- _GIVEN INSTRUCTION_
Update the material below by writing it out again with each "thickest part" changed to "widest part" and every other word kept the same. Leave the pictures out of your answer.

[Begin LISTED RECORDS]

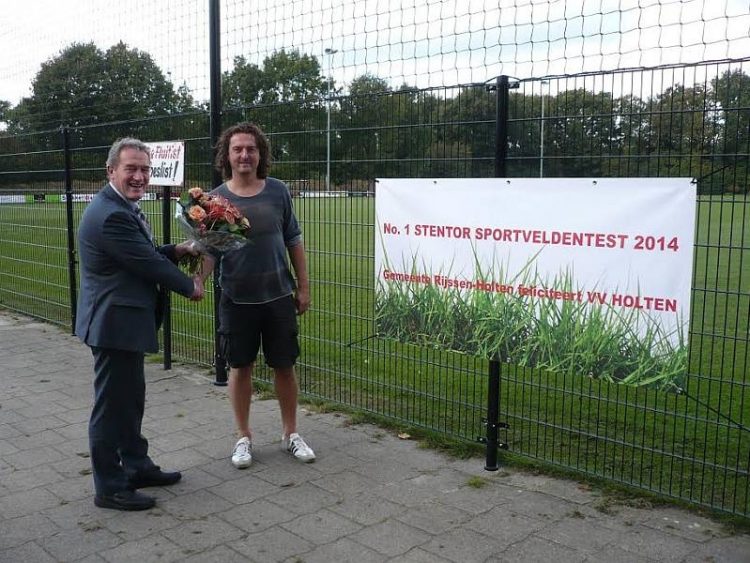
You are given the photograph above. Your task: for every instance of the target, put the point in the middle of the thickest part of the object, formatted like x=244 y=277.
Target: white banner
x=88 y=197
x=14 y=198
x=518 y=260
x=167 y=163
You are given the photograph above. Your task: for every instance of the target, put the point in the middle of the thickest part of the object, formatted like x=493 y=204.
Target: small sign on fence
x=167 y=163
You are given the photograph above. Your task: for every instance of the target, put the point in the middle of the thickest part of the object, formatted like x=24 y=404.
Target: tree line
x=700 y=130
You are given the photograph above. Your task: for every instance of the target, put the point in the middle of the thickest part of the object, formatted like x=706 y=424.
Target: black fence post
x=70 y=227
x=166 y=222
x=216 y=179
x=502 y=87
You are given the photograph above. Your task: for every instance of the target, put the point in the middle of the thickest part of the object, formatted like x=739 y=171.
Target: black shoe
x=155 y=478
x=125 y=500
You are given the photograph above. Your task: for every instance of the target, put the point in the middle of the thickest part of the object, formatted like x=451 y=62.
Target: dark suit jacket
x=121 y=270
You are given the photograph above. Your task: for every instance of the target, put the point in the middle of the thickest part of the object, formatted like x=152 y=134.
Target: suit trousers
x=118 y=449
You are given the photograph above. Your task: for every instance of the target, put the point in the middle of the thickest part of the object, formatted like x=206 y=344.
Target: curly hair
x=222 y=149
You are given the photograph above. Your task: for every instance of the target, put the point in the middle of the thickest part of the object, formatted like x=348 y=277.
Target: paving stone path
x=370 y=496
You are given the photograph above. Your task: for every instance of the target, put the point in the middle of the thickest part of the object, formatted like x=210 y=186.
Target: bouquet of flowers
x=212 y=223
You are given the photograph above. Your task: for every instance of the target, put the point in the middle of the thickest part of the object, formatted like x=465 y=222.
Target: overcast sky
x=419 y=42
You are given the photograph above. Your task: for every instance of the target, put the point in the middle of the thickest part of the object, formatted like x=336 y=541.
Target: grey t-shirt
x=259 y=272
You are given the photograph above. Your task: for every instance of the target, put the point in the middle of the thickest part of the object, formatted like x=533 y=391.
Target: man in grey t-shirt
x=260 y=298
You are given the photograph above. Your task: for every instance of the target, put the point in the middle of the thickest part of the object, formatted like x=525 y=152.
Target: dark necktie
x=144 y=222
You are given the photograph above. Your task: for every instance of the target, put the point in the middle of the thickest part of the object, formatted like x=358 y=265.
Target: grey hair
x=113 y=158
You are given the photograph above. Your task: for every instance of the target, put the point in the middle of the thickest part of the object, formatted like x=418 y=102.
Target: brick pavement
x=369 y=497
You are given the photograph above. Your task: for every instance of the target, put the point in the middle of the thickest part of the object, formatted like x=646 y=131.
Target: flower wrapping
x=212 y=223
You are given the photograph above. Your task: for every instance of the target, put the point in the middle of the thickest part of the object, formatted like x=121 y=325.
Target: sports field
x=693 y=446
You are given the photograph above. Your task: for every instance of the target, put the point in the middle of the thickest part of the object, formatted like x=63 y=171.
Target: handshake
x=191 y=248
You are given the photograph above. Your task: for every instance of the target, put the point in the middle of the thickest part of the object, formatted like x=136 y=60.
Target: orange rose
x=197 y=213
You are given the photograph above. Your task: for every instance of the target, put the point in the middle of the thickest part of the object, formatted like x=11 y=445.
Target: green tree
x=84 y=86
x=732 y=91
x=286 y=97
x=682 y=131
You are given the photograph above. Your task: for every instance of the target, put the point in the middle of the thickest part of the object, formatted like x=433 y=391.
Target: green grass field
x=694 y=446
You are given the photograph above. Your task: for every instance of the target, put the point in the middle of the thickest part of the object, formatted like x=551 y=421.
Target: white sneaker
x=296 y=446
x=242 y=455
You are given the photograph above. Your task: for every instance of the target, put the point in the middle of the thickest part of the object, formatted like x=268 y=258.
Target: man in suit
x=121 y=272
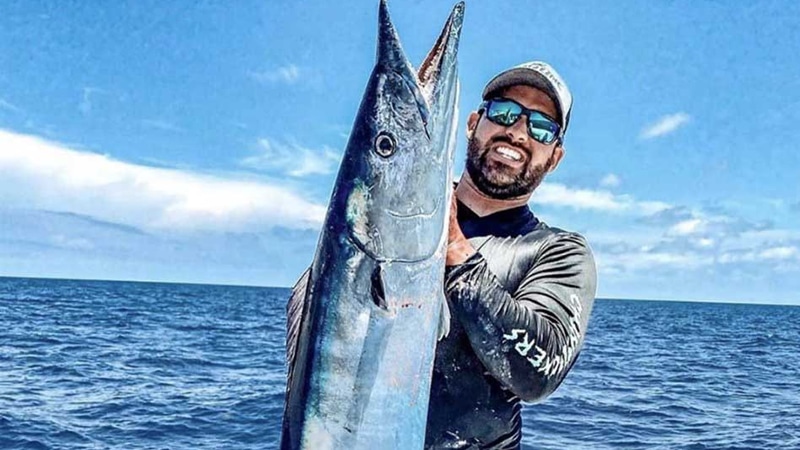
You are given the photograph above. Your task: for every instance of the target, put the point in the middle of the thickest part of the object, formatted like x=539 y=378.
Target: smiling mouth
x=508 y=153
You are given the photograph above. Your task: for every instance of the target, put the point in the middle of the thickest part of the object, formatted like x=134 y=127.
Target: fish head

[End LISTED RECORDS]

- _SOLUTION BELOW_
You are given the photograph above. Your task: for every instance of the target, put the point in the middle of the widest part of the object, formatted like x=244 y=277.
Target: white banner
x=88 y=197
x=14 y=198
x=518 y=260
x=167 y=163
You are given the photograph above. Your task: for every instance of the target, put the point in the middle of the widest part of the object, formatted like x=493 y=204.
Target: small sign on fence
x=167 y=163
You are given the photograph above. Your task: for every instance of the target, put the point in the middle of the widest part of the object, formatted like x=24 y=404.
Target: tree line
x=700 y=130
You are given the photograph above. Your task: for every instance of the target, put the point in the middle of the widest part of the object, formatted like x=706 y=424.
Target: black fence post
x=70 y=227
x=166 y=222
x=216 y=179
x=502 y=87
You are given the photograph above. Your task: for every instance of the target, put the point in the middle of the widest part of the object, formatted like x=739 y=171.
Target: black shoe
x=155 y=478
x=125 y=500
You are given the photograph above. Your task: for every instance of the target, put the point in the middle of the widest part of the object, formatted like x=451 y=62.
Target: dark suit jacket
x=121 y=270
You are given the photograph above. Your task: for every instance of the target, put the point in the middle of the widest part of the object, formatted like x=152 y=134.
Target: suit trousers
x=118 y=449
You are given the photograph above. Your task: for every instance of the target, put the point in the middle of the widest part of the object, formatted like x=206 y=344.
Target: curly hair
x=222 y=149
You are given the photograph above. Your task: for every instance of the target, put the point in the middle of the widest part of the object, formatted like x=348 y=277.
Target: paving stone path
x=370 y=496
You are given the photograph above. Your task: for every instance of the target, put the point in the middle of the widest part of the object, formatted like x=210 y=186.
Target: bouquet of flowers
x=212 y=223
You are given the photograph above. Your task: for every instance of the target, put the point in the middle of the widest part of the object, formatted like x=465 y=222.
Target: overcast sky
x=419 y=42
You are given the photograph above. Your task: for every instance of the target, put the point in the middle of the widest part of the object, formatted like x=336 y=541.
Target: grey t-shirt
x=259 y=272
You are given the photograph above. Your task: for every instance of the target, put the point in the middle of the widest part of the object, formatted like x=533 y=391.
Target: man in grey t-shirt
x=260 y=298
You are given the photograph above. Your task: for every instance of the target, put the point in the middle of the widest part of the object, formatted like x=525 y=152.
Target: dark necktie
x=144 y=222
You are given the photograph above. Your task: for every instance of the target, put the point in the middle of the widest part of the object, formatted like x=358 y=265.
Target: grey hair
x=113 y=158
You are given the photograph above. Your task: for every instance of the target, put the point in the middle of the widest part of the object, formatted like x=418 y=102.
Target: brick pavement
x=369 y=497
You are given the photograph above. Your task: for every instance of the target, put the point in the middle of the widest part of the object, formatted like x=646 y=131.
Target: flower wrapping
x=212 y=223
You are given the photograph above. Your task: for every instance of the target, put the point in the middle of the widest part of the object, formatted like x=121 y=325.
Target: sports field
x=693 y=446
You are given the photograph above. Your task: for every instance of the target, put the point in the middle of the widest part of the object, formatted like x=63 y=171.
Target: handshake
x=191 y=248
You are given the photograph above. Your task: for every instance of the target, put the point in the middle of the widest part of the object, formatted like x=136 y=60.
Target: orange rose
x=197 y=213
You are given the photograph above. Your task: for every instance of the target, put the point in the middle of the widest part of the object, formatted like x=11 y=445.
Target: green tree
x=84 y=86
x=732 y=91
x=286 y=97
x=682 y=131
You are given the photograph above. Your task: for every instance of the target, put the point in the middle of the widest part of the object, formatted like x=433 y=391.
Target: green grass field
x=694 y=446
You are given the photograph above. Your task: for every instance of the target, put the point in the middle of the widest part of the object, formatted like x=551 y=421.
Target: white sneaker
x=296 y=446
x=242 y=455
You are given the photograph above. Your task: for every instance of the target, put the point in the middle of the widest part of the object, formatted like x=268 y=258.
Target: man in suit
x=121 y=272
You are given the photograph above. Your task: for every instance of the target, put the point in the middle of the widest part of the object, formatted like x=539 y=378.
Target: smiling mouth
x=508 y=153
You are given the photograph above. Your task: for every instance of the target, put the point in the middle of the widest part of the object, formatted like x=134 y=127.
Target: fish head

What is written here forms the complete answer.